▶ [To be done] Copy out the lines below verbatim, from the line that contains "Give the segmentation of every instance of the **treeline**." through the line that contains "Mark the region of each instance of the **treeline**.", including both of those lines and nothing else.
── Entries supplied ──
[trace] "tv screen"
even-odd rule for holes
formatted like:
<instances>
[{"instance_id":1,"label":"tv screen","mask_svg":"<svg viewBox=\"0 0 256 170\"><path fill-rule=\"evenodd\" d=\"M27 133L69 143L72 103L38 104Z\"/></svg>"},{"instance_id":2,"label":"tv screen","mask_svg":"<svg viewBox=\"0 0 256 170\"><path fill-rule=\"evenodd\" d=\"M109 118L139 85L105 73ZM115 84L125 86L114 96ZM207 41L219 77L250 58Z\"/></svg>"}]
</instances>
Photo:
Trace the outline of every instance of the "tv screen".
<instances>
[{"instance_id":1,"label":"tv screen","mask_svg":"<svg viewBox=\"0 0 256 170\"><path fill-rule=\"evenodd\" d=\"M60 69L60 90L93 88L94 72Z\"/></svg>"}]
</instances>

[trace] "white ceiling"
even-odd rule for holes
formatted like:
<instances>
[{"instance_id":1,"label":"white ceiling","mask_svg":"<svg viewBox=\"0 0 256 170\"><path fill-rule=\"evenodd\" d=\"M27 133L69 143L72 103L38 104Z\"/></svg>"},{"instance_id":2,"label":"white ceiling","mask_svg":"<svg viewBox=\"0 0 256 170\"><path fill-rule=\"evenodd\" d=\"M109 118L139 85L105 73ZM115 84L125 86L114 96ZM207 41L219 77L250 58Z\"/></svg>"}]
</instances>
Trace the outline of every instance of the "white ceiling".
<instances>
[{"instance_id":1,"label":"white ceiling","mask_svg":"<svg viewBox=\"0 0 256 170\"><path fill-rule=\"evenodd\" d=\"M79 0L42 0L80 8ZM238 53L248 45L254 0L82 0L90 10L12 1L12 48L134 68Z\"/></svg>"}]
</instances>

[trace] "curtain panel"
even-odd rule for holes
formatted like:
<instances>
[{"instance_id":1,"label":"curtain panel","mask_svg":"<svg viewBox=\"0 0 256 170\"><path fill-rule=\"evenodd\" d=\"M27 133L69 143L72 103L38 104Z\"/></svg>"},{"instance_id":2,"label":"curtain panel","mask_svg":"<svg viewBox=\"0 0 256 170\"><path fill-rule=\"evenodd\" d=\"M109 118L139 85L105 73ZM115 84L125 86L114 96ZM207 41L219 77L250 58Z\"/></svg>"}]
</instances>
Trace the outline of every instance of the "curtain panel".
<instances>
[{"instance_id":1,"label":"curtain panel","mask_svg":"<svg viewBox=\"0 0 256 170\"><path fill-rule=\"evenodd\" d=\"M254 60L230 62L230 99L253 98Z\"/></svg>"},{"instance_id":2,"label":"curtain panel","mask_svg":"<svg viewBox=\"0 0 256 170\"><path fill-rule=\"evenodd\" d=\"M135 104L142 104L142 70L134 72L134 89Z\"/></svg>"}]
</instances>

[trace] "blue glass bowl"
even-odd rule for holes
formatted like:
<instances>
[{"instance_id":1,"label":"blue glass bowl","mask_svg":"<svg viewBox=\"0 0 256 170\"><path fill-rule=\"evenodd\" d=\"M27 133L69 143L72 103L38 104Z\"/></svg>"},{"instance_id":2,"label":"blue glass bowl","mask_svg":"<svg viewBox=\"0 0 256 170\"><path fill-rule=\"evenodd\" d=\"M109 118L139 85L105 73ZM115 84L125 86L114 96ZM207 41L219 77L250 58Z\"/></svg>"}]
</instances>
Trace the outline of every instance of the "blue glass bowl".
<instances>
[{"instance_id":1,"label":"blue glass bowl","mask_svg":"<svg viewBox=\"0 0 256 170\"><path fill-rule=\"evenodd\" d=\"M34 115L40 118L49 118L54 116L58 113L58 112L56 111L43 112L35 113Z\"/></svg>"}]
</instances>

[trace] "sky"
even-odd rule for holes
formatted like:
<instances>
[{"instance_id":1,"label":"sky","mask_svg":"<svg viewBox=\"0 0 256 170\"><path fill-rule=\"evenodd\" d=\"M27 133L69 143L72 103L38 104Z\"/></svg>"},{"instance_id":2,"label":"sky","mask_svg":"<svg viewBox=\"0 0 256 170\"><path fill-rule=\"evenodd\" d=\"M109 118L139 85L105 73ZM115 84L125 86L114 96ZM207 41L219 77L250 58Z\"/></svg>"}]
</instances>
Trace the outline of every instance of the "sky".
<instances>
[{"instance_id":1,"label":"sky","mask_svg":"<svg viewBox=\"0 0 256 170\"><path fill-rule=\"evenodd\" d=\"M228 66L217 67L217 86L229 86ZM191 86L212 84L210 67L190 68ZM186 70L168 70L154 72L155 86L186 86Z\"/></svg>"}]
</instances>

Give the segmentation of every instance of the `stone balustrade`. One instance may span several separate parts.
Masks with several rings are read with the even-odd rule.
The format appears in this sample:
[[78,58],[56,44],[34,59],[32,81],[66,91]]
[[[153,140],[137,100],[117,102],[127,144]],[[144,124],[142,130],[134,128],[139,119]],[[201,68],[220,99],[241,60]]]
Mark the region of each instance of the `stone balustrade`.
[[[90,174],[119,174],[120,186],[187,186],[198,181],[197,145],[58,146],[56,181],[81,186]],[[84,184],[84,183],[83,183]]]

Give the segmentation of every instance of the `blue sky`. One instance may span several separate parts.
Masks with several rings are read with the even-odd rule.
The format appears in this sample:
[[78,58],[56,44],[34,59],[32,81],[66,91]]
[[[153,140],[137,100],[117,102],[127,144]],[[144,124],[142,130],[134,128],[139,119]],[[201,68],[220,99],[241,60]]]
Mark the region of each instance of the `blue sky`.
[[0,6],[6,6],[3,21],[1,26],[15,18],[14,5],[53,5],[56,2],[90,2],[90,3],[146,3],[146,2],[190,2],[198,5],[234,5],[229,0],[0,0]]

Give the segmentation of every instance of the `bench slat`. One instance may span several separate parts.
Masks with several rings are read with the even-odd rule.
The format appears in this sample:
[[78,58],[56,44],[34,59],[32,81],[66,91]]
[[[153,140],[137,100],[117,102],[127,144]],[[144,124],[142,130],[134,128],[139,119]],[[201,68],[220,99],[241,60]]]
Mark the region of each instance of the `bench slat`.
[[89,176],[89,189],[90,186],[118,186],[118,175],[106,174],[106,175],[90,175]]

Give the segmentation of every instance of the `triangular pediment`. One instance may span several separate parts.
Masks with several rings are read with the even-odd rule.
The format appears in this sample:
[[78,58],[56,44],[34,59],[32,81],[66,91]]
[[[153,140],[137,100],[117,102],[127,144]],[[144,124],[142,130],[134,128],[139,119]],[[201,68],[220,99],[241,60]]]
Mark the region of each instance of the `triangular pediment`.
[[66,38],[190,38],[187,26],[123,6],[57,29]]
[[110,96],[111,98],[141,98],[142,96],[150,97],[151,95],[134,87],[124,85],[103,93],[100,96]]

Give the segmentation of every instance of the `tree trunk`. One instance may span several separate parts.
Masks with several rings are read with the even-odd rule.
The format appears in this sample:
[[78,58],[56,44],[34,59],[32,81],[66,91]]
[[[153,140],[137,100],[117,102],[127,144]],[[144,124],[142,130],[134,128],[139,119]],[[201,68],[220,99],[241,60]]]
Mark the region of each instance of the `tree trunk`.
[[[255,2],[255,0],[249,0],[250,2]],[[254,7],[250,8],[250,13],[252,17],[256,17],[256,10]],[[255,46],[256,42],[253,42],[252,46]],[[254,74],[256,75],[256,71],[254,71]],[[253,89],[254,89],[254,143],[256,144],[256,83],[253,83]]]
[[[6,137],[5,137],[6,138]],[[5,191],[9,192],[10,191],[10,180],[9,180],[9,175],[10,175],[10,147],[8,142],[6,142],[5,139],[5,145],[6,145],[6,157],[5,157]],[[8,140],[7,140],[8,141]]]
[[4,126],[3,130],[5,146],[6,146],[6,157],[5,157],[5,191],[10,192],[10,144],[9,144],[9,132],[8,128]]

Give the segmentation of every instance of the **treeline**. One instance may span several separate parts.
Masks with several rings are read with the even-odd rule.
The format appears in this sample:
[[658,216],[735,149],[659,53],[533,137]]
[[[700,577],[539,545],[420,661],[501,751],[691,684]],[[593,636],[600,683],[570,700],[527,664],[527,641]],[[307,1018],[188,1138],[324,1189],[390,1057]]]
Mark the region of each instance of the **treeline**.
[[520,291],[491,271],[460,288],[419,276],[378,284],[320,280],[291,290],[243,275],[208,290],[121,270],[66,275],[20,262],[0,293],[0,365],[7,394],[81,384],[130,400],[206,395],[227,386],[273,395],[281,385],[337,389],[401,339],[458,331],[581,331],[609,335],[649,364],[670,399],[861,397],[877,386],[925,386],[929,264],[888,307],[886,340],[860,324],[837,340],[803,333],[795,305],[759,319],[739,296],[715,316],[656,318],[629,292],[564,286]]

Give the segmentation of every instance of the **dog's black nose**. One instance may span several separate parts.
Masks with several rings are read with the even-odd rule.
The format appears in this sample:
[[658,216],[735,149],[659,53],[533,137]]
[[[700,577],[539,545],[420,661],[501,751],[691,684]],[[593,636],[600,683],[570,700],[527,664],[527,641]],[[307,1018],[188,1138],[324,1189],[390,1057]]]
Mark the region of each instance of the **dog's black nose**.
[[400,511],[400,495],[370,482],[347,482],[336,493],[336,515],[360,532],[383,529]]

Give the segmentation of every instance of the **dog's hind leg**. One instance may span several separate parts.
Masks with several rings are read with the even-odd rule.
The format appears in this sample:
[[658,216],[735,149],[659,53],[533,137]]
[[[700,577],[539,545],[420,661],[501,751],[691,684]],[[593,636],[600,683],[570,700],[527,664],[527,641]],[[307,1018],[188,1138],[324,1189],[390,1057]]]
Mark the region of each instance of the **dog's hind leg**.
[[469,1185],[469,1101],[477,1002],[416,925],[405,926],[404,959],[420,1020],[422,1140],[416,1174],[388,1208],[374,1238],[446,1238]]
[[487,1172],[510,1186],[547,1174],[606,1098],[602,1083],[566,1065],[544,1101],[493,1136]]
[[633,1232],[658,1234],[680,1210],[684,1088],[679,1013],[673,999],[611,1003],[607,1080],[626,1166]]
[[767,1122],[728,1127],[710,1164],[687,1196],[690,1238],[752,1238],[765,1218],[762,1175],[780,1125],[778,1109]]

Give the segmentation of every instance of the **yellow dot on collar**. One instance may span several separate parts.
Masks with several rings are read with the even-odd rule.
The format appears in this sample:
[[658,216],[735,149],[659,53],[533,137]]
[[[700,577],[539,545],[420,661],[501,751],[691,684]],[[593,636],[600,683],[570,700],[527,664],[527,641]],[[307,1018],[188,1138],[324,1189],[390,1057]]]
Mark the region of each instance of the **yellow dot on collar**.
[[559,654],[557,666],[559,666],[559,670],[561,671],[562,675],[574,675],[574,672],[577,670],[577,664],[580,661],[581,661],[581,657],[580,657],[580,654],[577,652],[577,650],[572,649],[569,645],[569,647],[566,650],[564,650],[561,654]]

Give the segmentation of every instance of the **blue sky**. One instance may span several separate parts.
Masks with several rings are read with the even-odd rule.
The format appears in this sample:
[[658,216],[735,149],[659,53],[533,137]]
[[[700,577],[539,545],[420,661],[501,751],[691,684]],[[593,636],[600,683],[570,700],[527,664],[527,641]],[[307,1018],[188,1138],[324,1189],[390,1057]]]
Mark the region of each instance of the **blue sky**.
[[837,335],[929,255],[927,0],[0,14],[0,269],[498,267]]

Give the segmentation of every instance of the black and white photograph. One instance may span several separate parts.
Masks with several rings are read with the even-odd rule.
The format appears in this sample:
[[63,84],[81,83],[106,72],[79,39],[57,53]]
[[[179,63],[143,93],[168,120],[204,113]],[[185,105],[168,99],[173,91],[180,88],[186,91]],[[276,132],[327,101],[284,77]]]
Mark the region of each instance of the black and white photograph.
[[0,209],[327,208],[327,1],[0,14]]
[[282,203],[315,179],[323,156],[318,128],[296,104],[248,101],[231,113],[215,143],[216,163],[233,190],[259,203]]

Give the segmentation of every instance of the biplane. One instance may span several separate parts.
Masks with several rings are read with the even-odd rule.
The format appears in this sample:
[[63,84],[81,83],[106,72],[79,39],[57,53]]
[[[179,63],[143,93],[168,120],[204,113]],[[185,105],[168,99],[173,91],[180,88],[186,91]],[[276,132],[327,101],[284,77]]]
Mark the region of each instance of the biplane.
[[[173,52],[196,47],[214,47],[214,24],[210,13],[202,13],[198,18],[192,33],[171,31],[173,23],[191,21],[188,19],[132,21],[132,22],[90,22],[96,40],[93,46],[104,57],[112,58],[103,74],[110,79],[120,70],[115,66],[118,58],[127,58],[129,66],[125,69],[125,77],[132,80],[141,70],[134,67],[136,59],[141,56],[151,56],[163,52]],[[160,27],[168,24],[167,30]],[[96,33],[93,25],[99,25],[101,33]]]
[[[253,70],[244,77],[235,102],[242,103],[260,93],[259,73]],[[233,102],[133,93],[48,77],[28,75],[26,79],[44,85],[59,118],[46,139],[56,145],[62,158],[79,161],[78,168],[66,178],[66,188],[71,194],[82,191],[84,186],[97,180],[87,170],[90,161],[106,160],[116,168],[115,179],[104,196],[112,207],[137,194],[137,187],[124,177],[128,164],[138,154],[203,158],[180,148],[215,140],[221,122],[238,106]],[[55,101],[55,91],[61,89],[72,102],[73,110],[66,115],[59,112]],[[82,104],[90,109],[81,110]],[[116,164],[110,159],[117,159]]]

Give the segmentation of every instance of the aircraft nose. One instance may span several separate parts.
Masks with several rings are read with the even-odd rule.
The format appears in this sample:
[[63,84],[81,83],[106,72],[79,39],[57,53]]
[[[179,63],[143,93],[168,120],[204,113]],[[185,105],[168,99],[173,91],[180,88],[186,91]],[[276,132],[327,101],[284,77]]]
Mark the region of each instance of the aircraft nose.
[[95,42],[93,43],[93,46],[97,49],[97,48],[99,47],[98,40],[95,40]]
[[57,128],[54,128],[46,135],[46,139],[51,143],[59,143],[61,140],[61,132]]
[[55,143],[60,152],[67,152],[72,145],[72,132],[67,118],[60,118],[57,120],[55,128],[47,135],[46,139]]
───
▶ [Result]
Give the segmentation of every instance of the **treeline**. One instance may span several separate parts.
Masks with several rings are read with the even-odd rule.
The format appears in this sample:
[[658,216],[735,149],[659,53],[533,137]]
[[[700,577],[539,545],[420,661],[501,751],[691,684]],[[593,636],[600,683],[570,700],[527,664],[527,641]],[[307,1018],[188,1138],[324,1189],[390,1057]]]
Mark the region of each instance of the **treeline**.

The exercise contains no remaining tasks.